What to do: Without skipping any entry, transcribe the data word for word.

Source records:
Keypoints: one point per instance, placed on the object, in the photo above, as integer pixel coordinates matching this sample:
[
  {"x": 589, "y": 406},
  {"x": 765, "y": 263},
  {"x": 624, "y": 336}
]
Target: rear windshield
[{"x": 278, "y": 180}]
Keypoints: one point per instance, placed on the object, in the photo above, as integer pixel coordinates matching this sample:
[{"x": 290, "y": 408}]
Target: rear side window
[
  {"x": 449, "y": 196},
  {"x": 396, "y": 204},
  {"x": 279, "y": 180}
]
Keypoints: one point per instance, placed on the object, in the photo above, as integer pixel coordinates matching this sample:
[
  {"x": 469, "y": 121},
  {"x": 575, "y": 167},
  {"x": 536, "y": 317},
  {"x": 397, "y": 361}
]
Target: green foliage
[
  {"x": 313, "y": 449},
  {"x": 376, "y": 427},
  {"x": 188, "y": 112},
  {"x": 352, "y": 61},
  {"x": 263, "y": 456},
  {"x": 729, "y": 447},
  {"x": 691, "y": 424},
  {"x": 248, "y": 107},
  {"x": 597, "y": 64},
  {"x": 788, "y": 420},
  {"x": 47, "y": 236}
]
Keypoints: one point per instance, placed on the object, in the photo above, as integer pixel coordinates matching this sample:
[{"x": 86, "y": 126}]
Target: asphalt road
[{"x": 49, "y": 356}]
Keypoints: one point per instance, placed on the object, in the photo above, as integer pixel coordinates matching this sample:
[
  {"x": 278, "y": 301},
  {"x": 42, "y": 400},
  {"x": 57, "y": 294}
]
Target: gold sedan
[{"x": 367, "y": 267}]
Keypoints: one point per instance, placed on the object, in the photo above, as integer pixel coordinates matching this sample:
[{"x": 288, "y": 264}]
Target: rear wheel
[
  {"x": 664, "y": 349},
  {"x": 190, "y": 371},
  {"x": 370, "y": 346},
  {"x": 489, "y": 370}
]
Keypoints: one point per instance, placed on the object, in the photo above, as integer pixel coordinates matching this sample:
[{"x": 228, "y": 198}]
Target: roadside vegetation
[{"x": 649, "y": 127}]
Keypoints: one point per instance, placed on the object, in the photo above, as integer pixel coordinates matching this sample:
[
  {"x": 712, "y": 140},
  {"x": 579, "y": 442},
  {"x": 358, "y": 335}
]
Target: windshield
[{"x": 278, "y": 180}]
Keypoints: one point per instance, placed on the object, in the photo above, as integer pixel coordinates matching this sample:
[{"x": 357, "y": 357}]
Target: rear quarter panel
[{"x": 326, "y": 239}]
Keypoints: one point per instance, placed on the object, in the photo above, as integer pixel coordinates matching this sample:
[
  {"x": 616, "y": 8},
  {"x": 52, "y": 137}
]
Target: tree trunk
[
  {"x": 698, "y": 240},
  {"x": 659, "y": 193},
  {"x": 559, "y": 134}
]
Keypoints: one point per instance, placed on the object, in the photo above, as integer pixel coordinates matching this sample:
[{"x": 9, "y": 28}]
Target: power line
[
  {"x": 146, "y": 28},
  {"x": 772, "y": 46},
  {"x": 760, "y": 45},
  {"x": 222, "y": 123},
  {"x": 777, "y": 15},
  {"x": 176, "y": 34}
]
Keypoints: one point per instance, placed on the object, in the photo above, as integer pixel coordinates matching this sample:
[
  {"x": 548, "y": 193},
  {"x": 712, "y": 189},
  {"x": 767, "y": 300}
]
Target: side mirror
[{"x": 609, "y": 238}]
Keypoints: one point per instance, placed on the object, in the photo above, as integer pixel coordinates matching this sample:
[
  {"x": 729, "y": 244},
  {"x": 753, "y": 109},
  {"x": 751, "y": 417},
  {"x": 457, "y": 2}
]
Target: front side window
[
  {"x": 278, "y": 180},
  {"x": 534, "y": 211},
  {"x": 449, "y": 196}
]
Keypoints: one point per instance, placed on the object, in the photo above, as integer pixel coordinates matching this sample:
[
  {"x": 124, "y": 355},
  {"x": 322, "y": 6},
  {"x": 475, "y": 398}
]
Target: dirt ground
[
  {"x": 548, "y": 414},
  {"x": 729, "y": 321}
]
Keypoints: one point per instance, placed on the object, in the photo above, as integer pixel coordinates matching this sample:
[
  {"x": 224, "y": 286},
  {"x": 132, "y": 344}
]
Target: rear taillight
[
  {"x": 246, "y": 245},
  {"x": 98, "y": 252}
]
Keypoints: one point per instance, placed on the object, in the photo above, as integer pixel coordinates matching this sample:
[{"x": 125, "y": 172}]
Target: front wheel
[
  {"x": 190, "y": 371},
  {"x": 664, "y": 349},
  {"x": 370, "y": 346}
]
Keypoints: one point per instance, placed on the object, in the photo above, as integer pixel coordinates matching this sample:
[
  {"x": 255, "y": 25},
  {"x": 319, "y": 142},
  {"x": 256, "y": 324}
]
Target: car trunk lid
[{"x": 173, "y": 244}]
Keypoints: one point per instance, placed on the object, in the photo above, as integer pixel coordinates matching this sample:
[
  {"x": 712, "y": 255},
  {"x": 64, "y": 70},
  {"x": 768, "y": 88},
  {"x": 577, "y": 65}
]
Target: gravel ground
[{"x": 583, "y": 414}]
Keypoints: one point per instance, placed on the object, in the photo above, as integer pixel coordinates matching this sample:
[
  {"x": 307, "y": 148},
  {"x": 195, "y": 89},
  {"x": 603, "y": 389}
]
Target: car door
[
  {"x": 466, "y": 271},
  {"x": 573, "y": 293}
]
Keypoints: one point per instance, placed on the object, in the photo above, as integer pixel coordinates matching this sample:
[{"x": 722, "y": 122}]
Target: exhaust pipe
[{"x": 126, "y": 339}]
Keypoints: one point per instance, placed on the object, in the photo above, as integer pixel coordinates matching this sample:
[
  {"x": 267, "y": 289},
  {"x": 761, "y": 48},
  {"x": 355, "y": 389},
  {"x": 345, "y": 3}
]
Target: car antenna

Response to this task:
Keypoints: one point per instance, placed on the object, in the photo above, as integer pixel coordinates matching this sample:
[
  {"x": 589, "y": 406},
  {"x": 765, "y": 263},
  {"x": 624, "y": 336}
]
Target: rear windshield
[{"x": 278, "y": 180}]
Keypoints: one point per instance, placed on the object, in the photo above, as integer pixel coordinates matching this sample:
[{"x": 290, "y": 408}]
Target: rear side window
[
  {"x": 449, "y": 196},
  {"x": 396, "y": 204},
  {"x": 279, "y": 180}
]
Keypoints: one point per instance, placed on the object, in the photo above, as integer pixel coordinates matching this sample:
[
  {"x": 469, "y": 121},
  {"x": 575, "y": 167},
  {"x": 536, "y": 317},
  {"x": 397, "y": 361}
]
Target: green foliage
[
  {"x": 313, "y": 449},
  {"x": 376, "y": 427},
  {"x": 188, "y": 112},
  {"x": 352, "y": 61},
  {"x": 263, "y": 456},
  {"x": 729, "y": 447},
  {"x": 691, "y": 424},
  {"x": 248, "y": 107},
  {"x": 597, "y": 64},
  {"x": 788, "y": 420},
  {"x": 47, "y": 236}
]
Keypoints: one point per instance, placed on the object, in the photo above, as integer pixel coordinates matching this sample:
[{"x": 86, "y": 126}]
Target: asphalt road
[{"x": 49, "y": 356}]
Keypoints: one point per instance, placed on the object, in the photo above, as integer pixel coordinates matching this sample:
[
  {"x": 278, "y": 301},
  {"x": 42, "y": 400},
  {"x": 57, "y": 294}
]
Target: gold sedan
[{"x": 367, "y": 267}]
Keypoints: one point per instance, placed on the object, in the photo above, as integer pixel coordinates matching this sample:
[{"x": 288, "y": 264}]
Target: rear wheel
[
  {"x": 664, "y": 349},
  {"x": 190, "y": 371},
  {"x": 370, "y": 346},
  {"x": 489, "y": 370}
]
Keypoints: one point per instance, placed on the object, in the photo above, as integer pixel coordinates matching this sample:
[{"x": 228, "y": 198}]
Target: roadside vegetation
[{"x": 649, "y": 127}]
Keypoints: one point per instance, placed on the object, in the photo above, as integer pixel coordinates matching this sample:
[
  {"x": 712, "y": 140},
  {"x": 579, "y": 442},
  {"x": 358, "y": 335}
]
Target: windshield
[{"x": 278, "y": 180}]
Keypoints: one point per instance, placed on the object, in the photo above, as integer pixel coordinates matching this sample:
[{"x": 357, "y": 357}]
Target: rear quarter panel
[{"x": 326, "y": 239}]
Keypoints: one point per instance, placed on the object, in the photo above, as integer pixel coordinates matching this sample:
[
  {"x": 616, "y": 8},
  {"x": 52, "y": 137}
]
Target: tree trunk
[
  {"x": 698, "y": 240},
  {"x": 659, "y": 193},
  {"x": 559, "y": 134}
]
Keypoints: one point per instance, placed on the object, in the photo above, as integer pixel coordinates matching this sample:
[{"x": 9, "y": 28}]
Target: power line
[
  {"x": 146, "y": 28},
  {"x": 772, "y": 46},
  {"x": 760, "y": 45},
  {"x": 222, "y": 123},
  {"x": 777, "y": 15},
  {"x": 176, "y": 34}
]
Keypoints: one point per instance, placed on the object, in the photo above, as integer pixel coordinates matching this sample:
[
  {"x": 548, "y": 193},
  {"x": 712, "y": 189},
  {"x": 767, "y": 300}
]
Target: side mirror
[{"x": 609, "y": 238}]
Keypoints: one point per instance, placed on the object, in the photo above, as integer pixel coordinates matching this sample:
[
  {"x": 729, "y": 244},
  {"x": 753, "y": 109},
  {"x": 751, "y": 417},
  {"x": 457, "y": 2}
]
Target: front side window
[
  {"x": 278, "y": 180},
  {"x": 534, "y": 211},
  {"x": 449, "y": 196}
]
Keypoints: one point per instance, placed on the object, in the photo above, as integer pixel coordinates matching this sample:
[
  {"x": 124, "y": 355},
  {"x": 322, "y": 6},
  {"x": 475, "y": 398}
]
Target: dirt ground
[
  {"x": 548, "y": 414},
  {"x": 729, "y": 321}
]
Keypoints: one point per instance, placed on the object, in the photo above, as integer pixel coordinates matching this sample:
[
  {"x": 224, "y": 286},
  {"x": 132, "y": 344}
]
Target: rear taillight
[
  {"x": 246, "y": 245},
  {"x": 98, "y": 252}
]
Keypoints: one point per instance, placed on the object, in the photo above, as integer pixel coordinates matching this sample:
[{"x": 125, "y": 172}]
Target: front wheel
[
  {"x": 190, "y": 371},
  {"x": 664, "y": 349},
  {"x": 370, "y": 346}
]
Keypoints: one point per instance, placed on the object, in the photo above, as integer pixel coordinates matching this sample:
[
  {"x": 255, "y": 25},
  {"x": 319, "y": 142},
  {"x": 256, "y": 324}
]
Target: car trunk lid
[{"x": 173, "y": 244}]
Keypoints: one point per instance, placed on the object, in the photo above, as integer pixel coordinates matching this sample:
[
  {"x": 712, "y": 255},
  {"x": 64, "y": 70},
  {"x": 768, "y": 88},
  {"x": 577, "y": 65}
]
Target: gravel ground
[{"x": 583, "y": 414}]
Keypoints: one point per instance, placed on the object, in the photo above, as integer pixel coordinates matching this sample:
[
  {"x": 307, "y": 148},
  {"x": 195, "y": 89},
  {"x": 603, "y": 389}
]
Target: car door
[
  {"x": 466, "y": 271},
  {"x": 573, "y": 293}
]
Keypoints: one point per instance, placed on the object, in the photo above, as integer pixel coordinates matching this sample:
[{"x": 722, "y": 122}]
Target: exhaust pipe
[{"x": 126, "y": 339}]
Keypoints: one point per instance, placed on the object, in the photo above, as integer pixel coordinates matching this sample:
[
  {"x": 267, "y": 289},
  {"x": 761, "y": 48},
  {"x": 355, "y": 389},
  {"x": 345, "y": 3}
]
Target: car antenna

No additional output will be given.